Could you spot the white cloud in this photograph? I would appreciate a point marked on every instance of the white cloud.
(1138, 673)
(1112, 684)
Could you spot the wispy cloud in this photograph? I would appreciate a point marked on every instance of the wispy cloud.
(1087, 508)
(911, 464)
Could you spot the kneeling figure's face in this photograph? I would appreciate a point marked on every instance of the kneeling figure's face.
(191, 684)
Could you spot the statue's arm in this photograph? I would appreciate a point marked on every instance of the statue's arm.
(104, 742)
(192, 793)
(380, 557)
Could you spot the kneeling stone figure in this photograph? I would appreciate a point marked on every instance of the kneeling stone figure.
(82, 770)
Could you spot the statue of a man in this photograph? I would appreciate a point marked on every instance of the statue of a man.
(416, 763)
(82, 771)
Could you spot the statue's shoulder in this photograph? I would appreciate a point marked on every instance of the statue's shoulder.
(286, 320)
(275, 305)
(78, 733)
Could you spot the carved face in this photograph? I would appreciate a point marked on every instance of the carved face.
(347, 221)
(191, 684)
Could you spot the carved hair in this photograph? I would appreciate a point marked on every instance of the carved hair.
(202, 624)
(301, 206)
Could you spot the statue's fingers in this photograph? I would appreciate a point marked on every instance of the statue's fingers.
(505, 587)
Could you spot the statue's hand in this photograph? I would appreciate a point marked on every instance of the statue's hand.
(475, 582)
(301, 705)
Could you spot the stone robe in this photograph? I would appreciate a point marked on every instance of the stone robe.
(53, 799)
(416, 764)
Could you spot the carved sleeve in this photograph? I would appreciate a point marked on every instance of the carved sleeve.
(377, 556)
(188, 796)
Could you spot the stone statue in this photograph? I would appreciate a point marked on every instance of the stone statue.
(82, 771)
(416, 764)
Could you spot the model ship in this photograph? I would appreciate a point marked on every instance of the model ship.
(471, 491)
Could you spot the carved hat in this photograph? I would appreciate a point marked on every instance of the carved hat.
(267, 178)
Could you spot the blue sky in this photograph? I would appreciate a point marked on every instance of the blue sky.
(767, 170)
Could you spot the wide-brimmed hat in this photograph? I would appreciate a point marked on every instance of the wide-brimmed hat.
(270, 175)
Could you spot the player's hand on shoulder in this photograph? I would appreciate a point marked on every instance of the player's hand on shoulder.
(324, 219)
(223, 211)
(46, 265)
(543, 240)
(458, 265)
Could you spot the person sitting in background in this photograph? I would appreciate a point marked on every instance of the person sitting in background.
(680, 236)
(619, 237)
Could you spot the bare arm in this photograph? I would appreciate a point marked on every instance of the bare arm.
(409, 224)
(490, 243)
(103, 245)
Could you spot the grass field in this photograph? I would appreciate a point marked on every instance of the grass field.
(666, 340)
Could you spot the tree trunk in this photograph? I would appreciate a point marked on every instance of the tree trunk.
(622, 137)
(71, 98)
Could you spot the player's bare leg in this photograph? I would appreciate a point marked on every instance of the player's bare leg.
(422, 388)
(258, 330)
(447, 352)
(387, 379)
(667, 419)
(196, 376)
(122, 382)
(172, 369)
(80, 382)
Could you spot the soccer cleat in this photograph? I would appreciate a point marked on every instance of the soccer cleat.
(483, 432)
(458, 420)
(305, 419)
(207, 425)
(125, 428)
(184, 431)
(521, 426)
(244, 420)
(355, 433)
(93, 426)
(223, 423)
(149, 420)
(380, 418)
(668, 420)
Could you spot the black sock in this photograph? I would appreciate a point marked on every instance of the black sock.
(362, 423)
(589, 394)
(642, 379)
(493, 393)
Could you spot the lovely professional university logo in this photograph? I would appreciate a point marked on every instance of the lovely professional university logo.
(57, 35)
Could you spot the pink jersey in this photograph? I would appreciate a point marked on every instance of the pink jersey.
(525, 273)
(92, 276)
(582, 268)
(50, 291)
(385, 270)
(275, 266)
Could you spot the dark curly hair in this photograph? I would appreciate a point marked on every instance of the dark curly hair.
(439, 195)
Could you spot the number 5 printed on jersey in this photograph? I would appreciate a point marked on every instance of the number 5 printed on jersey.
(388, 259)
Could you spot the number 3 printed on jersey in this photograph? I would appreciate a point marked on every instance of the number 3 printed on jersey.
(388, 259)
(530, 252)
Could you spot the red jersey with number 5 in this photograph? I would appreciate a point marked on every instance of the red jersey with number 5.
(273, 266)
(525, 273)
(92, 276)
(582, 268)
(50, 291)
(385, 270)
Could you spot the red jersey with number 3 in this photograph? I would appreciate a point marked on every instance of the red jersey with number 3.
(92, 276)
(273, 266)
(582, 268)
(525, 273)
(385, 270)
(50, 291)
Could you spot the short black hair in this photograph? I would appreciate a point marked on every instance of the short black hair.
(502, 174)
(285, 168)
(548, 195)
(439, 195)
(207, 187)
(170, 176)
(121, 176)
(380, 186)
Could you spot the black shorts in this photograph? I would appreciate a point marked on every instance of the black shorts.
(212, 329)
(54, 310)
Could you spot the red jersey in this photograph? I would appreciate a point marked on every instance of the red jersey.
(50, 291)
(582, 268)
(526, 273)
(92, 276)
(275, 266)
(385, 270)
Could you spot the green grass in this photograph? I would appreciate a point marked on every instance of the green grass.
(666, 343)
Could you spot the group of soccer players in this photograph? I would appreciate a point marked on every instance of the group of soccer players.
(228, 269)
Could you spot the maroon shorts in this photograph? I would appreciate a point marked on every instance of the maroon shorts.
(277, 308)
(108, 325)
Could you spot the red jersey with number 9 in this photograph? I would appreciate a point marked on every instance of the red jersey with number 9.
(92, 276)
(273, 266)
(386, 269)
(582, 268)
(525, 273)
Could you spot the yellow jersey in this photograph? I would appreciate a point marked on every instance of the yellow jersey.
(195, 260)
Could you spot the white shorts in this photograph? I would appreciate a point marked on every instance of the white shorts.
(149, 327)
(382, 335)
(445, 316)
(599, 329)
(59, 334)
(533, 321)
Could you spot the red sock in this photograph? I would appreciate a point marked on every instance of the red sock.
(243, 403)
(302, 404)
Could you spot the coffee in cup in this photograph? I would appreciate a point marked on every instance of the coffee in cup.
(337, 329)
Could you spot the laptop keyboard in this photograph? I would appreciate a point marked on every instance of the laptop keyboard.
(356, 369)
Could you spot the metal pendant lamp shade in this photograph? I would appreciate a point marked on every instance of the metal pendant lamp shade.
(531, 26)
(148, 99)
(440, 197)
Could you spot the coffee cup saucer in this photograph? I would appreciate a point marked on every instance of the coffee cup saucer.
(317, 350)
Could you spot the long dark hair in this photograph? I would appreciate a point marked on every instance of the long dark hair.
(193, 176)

▶ [REQUIREMENTS]:
Could you duplicate all of the records above, word for word and with nothing changed?

▶ [RESPONSE BELOW]:
Could you spot the white cloud in this photograph? I would appreciate a point marked on every instance of the white cloud.
(1138, 673)
(1112, 684)
Could you spot the wispy cloud in this photograph? I would appreciate a point marked on every instance of the wispy cloud.
(1087, 508)
(911, 464)
Could you spot the kneeling figure's face in this photograph? I would appreciate a point marked on every instance of the kneeling figure's face.
(191, 684)
Could you spot the statue's arm in this photograph? I would appreciate a point marked on every instance of the statue's arm.
(104, 742)
(192, 793)
(380, 557)
Could you spot the kneeling stone figure in this photograph? I would appreciate a point marked on every instance of the kneeling stone figure.
(82, 770)
Could you spot the statue of a man in this photograph? I would appreciate a point marked on every instance of the statue of a man.
(416, 763)
(82, 771)
Could you spot the statue's shoulder in this photograph? I would appreciate a point marked on every instance of the statue's shoulder.
(286, 320)
(275, 305)
(78, 733)
Could you spot the carved face in this photograph? I would appreciate a point marked on every instance of the carved face.
(347, 221)
(191, 684)
Could you spot the carved hair in this photograph? I would appreciate a point marked on every instance of the carved hair.
(202, 624)
(301, 206)
Could you spot the statue's fingers in this photograph? I would appreciate a point marked on every instance of the statue's fingers.
(505, 587)
Could you spot the statue's hand in this photograph? I would appreciate a point marked on every instance of the statue's hand.
(475, 582)
(301, 705)
Could you spot the stone robe in this photograph? I would appreciate a point marked on every instance of the stone robe.
(53, 799)
(416, 764)
Could you spot the carved sleeve in this photograph? I would appreciate a point marked on every instance of the carved sleeve.
(377, 556)
(188, 796)
Could you spot the stone statue in this photograph? I would appreciate a point marked on every instance of the stone statue.
(82, 771)
(416, 764)
Could you spot the model ship in this photograph? I would appreciate a point marked on every instance of the model ship.
(471, 491)
Could you spot the carved hat in this photograph? I would appreciate a point marked on every instance of the carved hat.
(267, 178)
Could you spot the blue sky in this photograph? I would appreciate a point marked on every instance of the blue sky.
(767, 170)
Could you spot the wide-brimmed hat in this photograph? I would appreciate a point marked on every instance of the wide-brimmed hat.
(270, 175)
Could you spot the player's hand on shoulder in this photograph? I would appreciate a point marked on every instance of the player's hand on shoulder.
(324, 219)
(223, 211)
(46, 265)
(543, 240)
(458, 265)
Could you spot the person sitting in background in this photograph? I would appreciate a point marked on every instance of the person sitting in background.
(680, 236)
(619, 237)
Could you spot the bare arm in this photograph? I would appreciate a point marked on every instance of the bare arm.
(409, 224)
(490, 243)
(103, 245)
Could you spot the grass field in this photograph? I would appreciate a point marked on every instance of the grass field.
(666, 340)
Could you spot the tree trunk in this photograph? I would appreciate a point marked on every instance of the tree trunk.
(622, 137)
(71, 98)
Could you spot the player's bare leg in this photograph? I would appreciate a point marked on every instance of the player's bare leg.
(422, 388)
(258, 330)
(447, 352)
(387, 379)
(667, 419)
(196, 376)
(122, 382)
(172, 369)
(80, 382)
Could you spot the soccer cleat in this photograph? I would appreciate a point marked on every instance of the soccer cleat.
(483, 432)
(458, 420)
(305, 419)
(207, 425)
(125, 428)
(184, 431)
(521, 426)
(244, 420)
(355, 433)
(93, 426)
(223, 423)
(149, 420)
(380, 418)
(668, 420)
Could you spot the black sock in this photograph? I would appreciate a point marked on every instance of the black sock.
(362, 423)
(589, 394)
(642, 379)
(493, 393)
Could you spot the lovely professional university logo in this photograph? I would appreciate a point marked on every instance of the lovely professional university logo.
(57, 35)
Could you spot the pink jersey in this photograph? I would appreciate a point marked on every instance of the pink jersey.
(525, 273)
(92, 276)
(582, 268)
(50, 291)
(385, 270)
(275, 266)
Could you spot the dark curly hair in this photograph? I would appreciate a point marked on every instance of the dark curly hair.
(439, 195)
Could you spot the number 5 printed on jersey in this photograph? I would appreciate a point marked on every instance of the number 5 printed on jersey.
(388, 259)
Could you spot the number 3 printed on jersey in this photograph? I would appreciate a point marked on every instance of the number 3 printed on jersey.
(388, 259)
(530, 252)
Could you spot the red jersey with number 5 in this photograph? I would appreciate a point marked on every instance of the red jersey with number 5.
(273, 266)
(525, 273)
(92, 276)
(582, 268)
(50, 291)
(385, 270)
Could you spot the red jersey with number 3 in this photograph? I would appreciate a point marked on every instance of the red jersey with number 3.
(92, 276)
(273, 266)
(582, 268)
(525, 273)
(385, 270)
(50, 291)
Could you spot the short black hair in this photograph? I would appreciate a point marked on every instance of the short black hair.
(502, 174)
(285, 168)
(548, 195)
(439, 195)
(207, 187)
(170, 176)
(121, 176)
(380, 186)
Could you spot the black shorts in this photograph? I would appreciate a point marked on every instance of the black shorts.
(212, 329)
(54, 310)
Could you spot the red jersey in this photograph? I would appreciate a point marked on every instance of the red jersey.
(50, 291)
(582, 268)
(526, 273)
(92, 276)
(275, 266)
(385, 270)
Could you spot the green grass in this photograph? I would appreciate a point marked on every instance of the green grass.
(666, 343)
Could you spot the group of soccer players in this photograph? I would appreciate a point marked on every instance of the group of soccer players.
(228, 269)
Could you spot the maroon shorts in this photograph? I would appreciate a point marked on every instance of the maroon shorts.
(277, 308)
(108, 325)
Could you spot the red jersey with number 9 in this photograph? I would appreciate a point marked on every instance of the red jersey with number 9.
(92, 276)
(273, 266)
(386, 269)
(582, 268)
(525, 273)
Could you spot the yellow jersey in this photograph? I would appreciate a point marked on every instance of the yellow jersey.
(195, 260)
Could you spot the white shorts in this photograph? I would appreciate a point marked on every instance of the white shorts.
(149, 327)
(382, 335)
(445, 316)
(599, 329)
(59, 334)
(533, 321)
Could you spot the red sock in this photograph? I would appreciate a point marked on every instance of the red sock.
(243, 403)
(302, 404)
Could you spot the coffee in cup in this photograph? I would appreciate a point marked on every instance of the coffee in cup.
(337, 329)
Could you spot the laptop keyboard in this photograph? I would appreciate a point marked on every instance of the laptop keyboard.
(356, 369)
Could you spot the metal pendant lamp shade in this photograph? I would appreciate a point marked on every instance of the metal pendant lamp shade.
(531, 26)
(148, 99)
(440, 197)
Could you spot the coffee cup saucer in this photograph? I would appreciate a point marked on every instance of the coffee cup saucer.
(317, 350)
Could you spot the long dark hair in this photograph? I would appreciate a point marked on every instance of the long dark hair.
(193, 176)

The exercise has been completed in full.